--- Start of DATA RECORDS ---

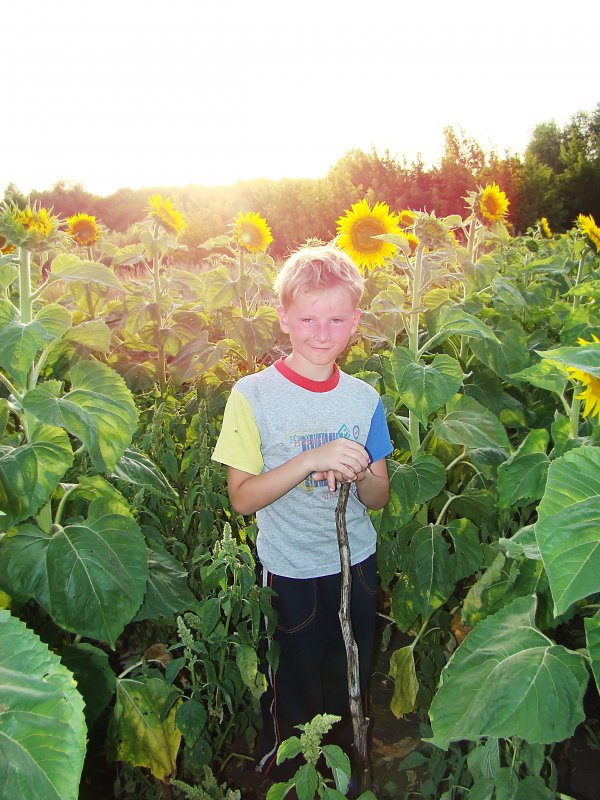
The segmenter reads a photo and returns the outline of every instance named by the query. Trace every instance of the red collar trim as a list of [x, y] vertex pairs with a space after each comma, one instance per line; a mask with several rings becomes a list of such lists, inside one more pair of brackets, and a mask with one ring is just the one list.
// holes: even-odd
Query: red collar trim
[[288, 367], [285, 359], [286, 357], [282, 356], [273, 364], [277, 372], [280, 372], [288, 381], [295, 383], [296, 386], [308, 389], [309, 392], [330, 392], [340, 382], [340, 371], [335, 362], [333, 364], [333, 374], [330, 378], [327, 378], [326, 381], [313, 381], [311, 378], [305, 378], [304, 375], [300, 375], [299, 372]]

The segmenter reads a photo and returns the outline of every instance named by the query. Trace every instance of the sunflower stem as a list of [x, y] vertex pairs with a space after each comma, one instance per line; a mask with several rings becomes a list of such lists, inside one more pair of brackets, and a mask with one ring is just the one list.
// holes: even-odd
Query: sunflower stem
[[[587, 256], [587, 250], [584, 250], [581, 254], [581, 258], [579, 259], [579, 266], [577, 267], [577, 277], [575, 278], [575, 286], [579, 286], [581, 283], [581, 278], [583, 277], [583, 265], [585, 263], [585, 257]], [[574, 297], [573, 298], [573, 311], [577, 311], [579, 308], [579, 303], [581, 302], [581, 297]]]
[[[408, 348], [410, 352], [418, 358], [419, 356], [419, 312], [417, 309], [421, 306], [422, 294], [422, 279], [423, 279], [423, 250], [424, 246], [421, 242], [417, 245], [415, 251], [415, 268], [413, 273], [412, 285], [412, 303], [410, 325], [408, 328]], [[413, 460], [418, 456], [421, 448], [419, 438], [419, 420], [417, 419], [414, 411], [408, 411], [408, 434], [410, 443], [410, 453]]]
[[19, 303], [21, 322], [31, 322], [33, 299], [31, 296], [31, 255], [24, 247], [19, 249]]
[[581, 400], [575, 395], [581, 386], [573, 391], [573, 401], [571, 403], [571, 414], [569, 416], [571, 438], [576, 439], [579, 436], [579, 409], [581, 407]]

--- End of DATA RECORDS ---

• **WHAT YOU HAVE TO DO**:
Count the lines above that contain the string "collar", treating uppercase and lowercase as different, and reply with only that number.

• **ANSWER TO THIS EXERCISE**:
2